> PROBLEM DETAILS
Go through the material below and copy each line where the word "Query" appears.

> EXCERPTED RECORDS
□ □ □ □ □

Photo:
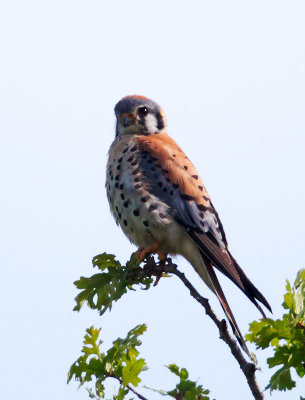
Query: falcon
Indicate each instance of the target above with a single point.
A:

□ □ □ □ □

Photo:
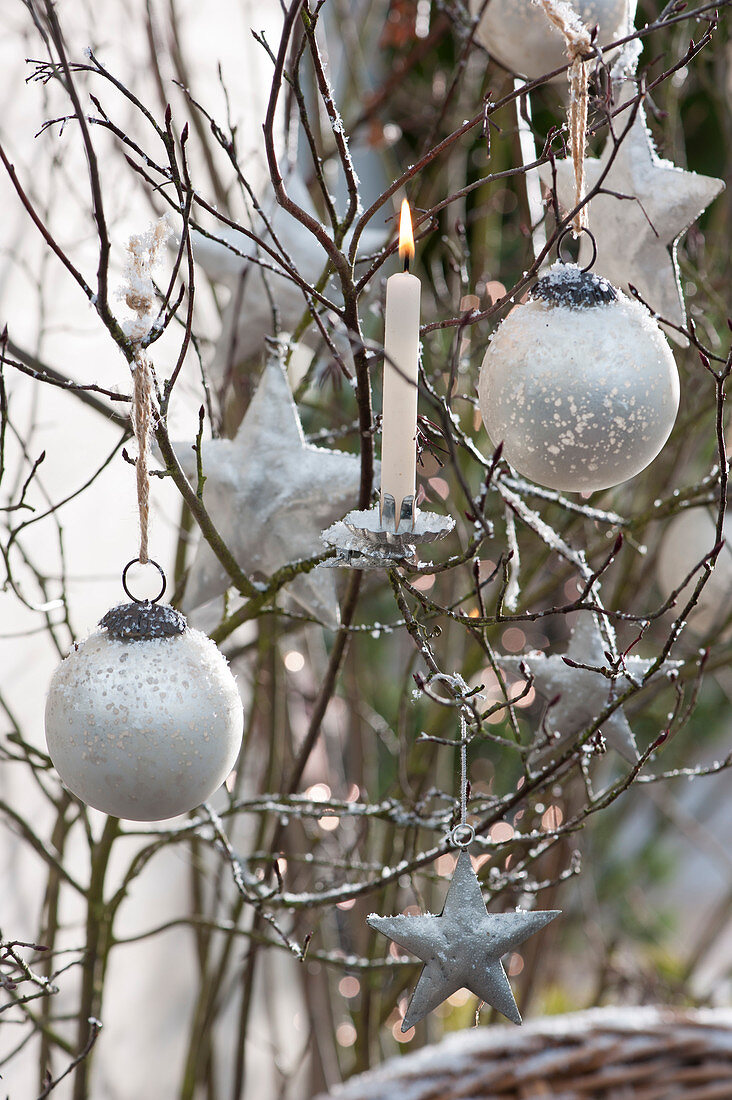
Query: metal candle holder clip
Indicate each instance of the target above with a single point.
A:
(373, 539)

□ □ □ □ □

> ANSWER TO THIS TASK
Query: falcon
Query: metal candle holder clip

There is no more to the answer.